Work to be completed: From the line that holds "Guideline: the keypoint for each instance of the lower" to the last line of the data, copy everything exactly; leave out all the rest.

Data shown Start Marker

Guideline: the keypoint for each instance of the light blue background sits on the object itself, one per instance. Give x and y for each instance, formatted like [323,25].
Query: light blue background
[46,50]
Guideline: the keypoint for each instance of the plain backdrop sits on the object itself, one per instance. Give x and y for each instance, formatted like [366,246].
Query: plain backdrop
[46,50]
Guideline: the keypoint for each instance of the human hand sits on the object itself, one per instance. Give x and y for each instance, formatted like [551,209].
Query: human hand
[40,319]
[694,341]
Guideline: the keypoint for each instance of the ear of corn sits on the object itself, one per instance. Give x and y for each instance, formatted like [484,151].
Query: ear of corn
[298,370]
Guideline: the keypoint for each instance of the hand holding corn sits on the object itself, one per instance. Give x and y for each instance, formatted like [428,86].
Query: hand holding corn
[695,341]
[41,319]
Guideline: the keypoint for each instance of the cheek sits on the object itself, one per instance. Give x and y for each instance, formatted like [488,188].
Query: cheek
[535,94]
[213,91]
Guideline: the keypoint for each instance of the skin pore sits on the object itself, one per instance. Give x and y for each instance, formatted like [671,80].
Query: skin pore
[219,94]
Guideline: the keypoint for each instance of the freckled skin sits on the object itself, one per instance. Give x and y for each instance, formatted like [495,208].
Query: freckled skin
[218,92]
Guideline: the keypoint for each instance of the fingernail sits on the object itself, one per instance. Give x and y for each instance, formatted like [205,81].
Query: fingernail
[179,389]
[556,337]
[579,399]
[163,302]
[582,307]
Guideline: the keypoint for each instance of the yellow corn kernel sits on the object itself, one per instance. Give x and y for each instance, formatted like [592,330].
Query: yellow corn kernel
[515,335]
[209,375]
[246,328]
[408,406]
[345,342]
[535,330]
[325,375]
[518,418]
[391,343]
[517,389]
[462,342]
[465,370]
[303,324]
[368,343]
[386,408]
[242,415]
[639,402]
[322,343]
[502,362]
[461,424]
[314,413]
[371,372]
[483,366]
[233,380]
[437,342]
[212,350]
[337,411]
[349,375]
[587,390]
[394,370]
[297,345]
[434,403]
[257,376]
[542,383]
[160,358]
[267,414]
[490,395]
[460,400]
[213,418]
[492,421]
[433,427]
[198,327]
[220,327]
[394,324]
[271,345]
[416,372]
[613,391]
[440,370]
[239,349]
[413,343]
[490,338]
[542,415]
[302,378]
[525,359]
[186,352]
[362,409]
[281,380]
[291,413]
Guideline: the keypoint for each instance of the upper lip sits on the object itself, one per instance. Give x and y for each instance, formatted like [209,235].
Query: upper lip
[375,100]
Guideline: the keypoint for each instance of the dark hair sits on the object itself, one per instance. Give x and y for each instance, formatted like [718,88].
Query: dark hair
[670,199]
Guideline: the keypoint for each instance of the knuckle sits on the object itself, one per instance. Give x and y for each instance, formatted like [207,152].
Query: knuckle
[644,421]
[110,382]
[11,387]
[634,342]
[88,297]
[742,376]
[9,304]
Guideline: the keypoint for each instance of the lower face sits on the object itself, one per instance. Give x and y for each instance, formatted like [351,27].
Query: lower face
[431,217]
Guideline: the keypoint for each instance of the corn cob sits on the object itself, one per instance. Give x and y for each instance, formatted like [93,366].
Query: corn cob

Data shown End Marker

Written response:
Guideline: the keypoint for each instance of the lower face sits on the object itself, one per instance. Give x and y for each instance, formatted like [351,27].
Query: lower face
[431,217]
Guideline: the keypoint for each instance of the corn cob sits on the object itself, one per instance. Give x and y for each instance, formatted like [93,366].
Query: corn cob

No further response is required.